**** ENTRIES PROVIDED
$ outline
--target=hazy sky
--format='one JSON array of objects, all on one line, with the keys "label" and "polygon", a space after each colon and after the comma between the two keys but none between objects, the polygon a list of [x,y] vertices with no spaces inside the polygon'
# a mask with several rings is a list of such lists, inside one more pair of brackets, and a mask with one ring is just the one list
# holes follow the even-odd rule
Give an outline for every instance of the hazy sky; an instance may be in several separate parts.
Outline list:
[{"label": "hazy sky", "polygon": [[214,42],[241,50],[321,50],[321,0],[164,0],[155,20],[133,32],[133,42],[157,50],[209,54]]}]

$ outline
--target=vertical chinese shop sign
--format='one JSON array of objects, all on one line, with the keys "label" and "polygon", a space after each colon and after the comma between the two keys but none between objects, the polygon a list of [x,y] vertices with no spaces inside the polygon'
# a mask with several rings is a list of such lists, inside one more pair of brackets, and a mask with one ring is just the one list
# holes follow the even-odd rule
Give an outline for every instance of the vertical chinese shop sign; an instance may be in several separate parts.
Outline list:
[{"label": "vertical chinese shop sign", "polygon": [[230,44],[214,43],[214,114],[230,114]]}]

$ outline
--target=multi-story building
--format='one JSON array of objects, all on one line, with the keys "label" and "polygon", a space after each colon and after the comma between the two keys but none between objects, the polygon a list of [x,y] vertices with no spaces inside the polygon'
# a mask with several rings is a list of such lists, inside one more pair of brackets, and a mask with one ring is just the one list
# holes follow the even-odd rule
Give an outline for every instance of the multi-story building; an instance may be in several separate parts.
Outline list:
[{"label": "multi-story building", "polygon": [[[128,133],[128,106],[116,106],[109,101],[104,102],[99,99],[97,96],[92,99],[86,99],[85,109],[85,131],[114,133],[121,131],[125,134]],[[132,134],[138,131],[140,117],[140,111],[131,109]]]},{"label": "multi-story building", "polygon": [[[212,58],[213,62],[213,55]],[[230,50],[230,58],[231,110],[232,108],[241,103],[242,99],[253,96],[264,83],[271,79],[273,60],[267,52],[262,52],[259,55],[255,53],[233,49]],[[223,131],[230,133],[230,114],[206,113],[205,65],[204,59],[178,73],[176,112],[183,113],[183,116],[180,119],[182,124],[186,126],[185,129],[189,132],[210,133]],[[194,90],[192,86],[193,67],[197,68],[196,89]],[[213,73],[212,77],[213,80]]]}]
********
| WORK REQUIRED |
How many lines in the saved data entries contain the string "hazy"? Reply with the number only.

| EXERCISE ANSWER |
3